### Records from a data source
····················

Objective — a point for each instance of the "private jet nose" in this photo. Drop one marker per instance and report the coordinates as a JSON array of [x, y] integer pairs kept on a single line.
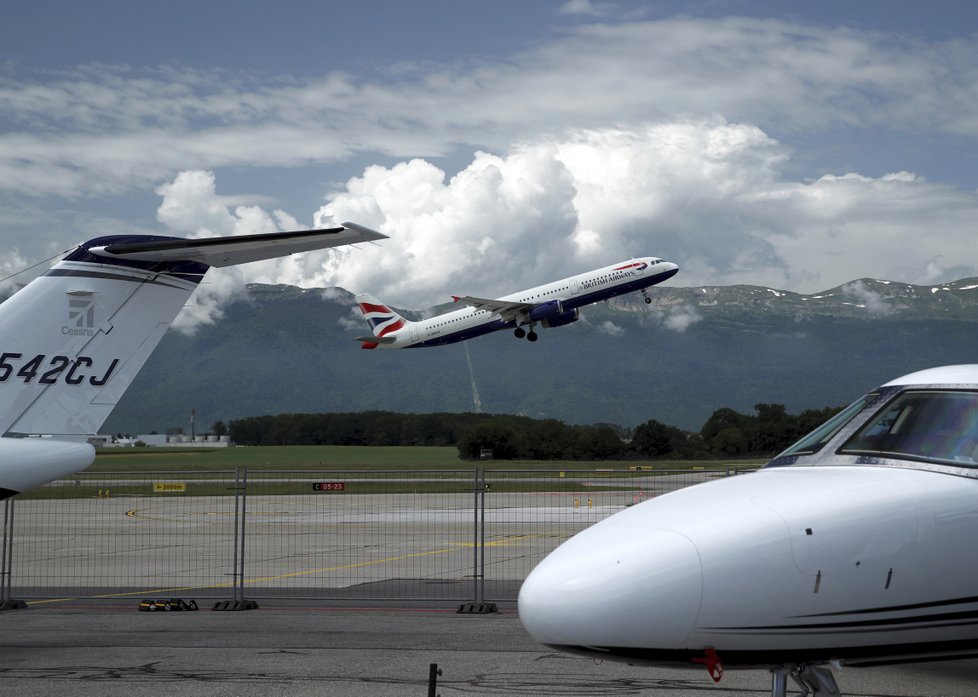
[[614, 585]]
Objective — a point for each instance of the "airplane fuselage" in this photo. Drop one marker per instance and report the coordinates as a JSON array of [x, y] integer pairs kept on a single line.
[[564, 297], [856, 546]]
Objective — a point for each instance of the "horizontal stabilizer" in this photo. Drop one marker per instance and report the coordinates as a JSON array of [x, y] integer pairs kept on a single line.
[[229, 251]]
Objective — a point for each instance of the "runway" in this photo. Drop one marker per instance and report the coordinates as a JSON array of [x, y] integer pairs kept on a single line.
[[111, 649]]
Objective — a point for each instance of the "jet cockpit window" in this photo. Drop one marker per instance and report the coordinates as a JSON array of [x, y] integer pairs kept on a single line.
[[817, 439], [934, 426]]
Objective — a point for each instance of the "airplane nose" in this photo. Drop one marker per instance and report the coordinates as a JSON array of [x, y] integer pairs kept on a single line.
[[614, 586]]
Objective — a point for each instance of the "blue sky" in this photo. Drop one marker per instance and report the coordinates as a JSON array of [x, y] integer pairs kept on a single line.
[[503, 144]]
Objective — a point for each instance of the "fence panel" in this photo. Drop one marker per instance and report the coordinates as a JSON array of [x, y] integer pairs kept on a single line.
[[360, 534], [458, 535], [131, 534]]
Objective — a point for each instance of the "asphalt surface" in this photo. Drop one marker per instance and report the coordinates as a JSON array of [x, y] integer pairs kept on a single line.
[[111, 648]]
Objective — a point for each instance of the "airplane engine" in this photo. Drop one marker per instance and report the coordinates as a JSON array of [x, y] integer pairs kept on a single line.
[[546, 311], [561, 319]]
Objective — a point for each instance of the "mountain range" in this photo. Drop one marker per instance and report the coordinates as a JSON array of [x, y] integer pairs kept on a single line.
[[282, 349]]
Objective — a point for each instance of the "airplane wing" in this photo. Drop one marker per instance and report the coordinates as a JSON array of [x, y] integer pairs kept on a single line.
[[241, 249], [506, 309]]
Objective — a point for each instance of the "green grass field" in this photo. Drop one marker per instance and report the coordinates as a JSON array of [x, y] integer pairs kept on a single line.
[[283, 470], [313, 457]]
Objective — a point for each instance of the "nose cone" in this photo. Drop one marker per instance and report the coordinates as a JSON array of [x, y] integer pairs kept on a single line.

····················

### Direction
Omit the pictures and output all of the other material exactly.

### Response to the task
Objective — a point for each instance of the "private jet nose" in this photo. Drop one marker per instance and report the coordinates as a JSON array of [x, y] integer pairs kept on a single line.
[[614, 585]]
Objective — a point for each instance of the "airplane fuselage" in this photo. Drop one marker per instance and report the coordinates as a JSON array of [x, y] integer pairs kept on a single line.
[[564, 297], [856, 546]]
Objective — a point for each instance of the "horizontal stabilizer" in this photo. Drop one marker per instance and report the coordinates as a JSON array of [x, y] integer pairs kept on a single line.
[[229, 251]]
Objective — a point for each instance of the "runway" in this photo. Drop one marker per instance and report the coordinates as a JSON array of [x, y] integer pairs kept on a single line.
[[111, 649]]
Objective — a point for each instance of the "jet cockpit window" in this photo. Drop one marker per instance and report the coordinates as a JSON array of [x, y] integer pairs kept on a single line.
[[817, 439], [934, 426]]
Objective — a point for each instance of the "airplane nose" in this photo. Drop one marker per instance and report the coordinates as a JSON array of [x, y] integer pairs kept on a single line.
[[614, 586]]
Objective — a point for each instance of the "blue sky" in this photo. Drop one marker per instance and report the coordinates as a JSON array of [x, y] integer pairs kept on a single line.
[[503, 144]]
Objective — a point for each instance of the "fence panel" in this photo. Drop one marker per instance and report the coordinates as a JSON array of [x, y] integer pairs kept on a single line.
[[360, 534], [458, 535], [131, 534]]
Objective — a point for each instance of the "asphalt surface" in this photo. Drop one marker per instance and report the coordinates as a JSON array of [x, y] integer pairs kept on a single line.
[[111, 648]]
Objective — a point for each instance of the "airplane engine" in this photo. Drop one marker per instance and report the coordinates as a JSON array of [x, y] integer pairs kept on a single line.
[[546, 311], [561, 319]]
Objective — a point for each instance of the "mountain range" in this photo. Drop one marker per instance and report the coordinates as a JSON array of [x, y] integer pairs kept on a single line.
[[282, 349]]
Objective — a point for each instance of the "airplane wing" in this photo. Drop one marker per instance and report the coordinates as a JSON array of [x, y] integer pairs kept on a single line.
[[241, 249], [506, 309]]
Objective — a point for each instance of the "green grass field" in this photo. Drop one marker per instance and report the coordinates as a JSON array of [x, y] integer pairs kept on a single line.
[[283, 470], [313, 457]]
Objective — a point for each instance of the "nose cone" in this photo. Drop one marker per instance and report the coordinates as a JSON array of [x, y] integer pairs kept on a single line.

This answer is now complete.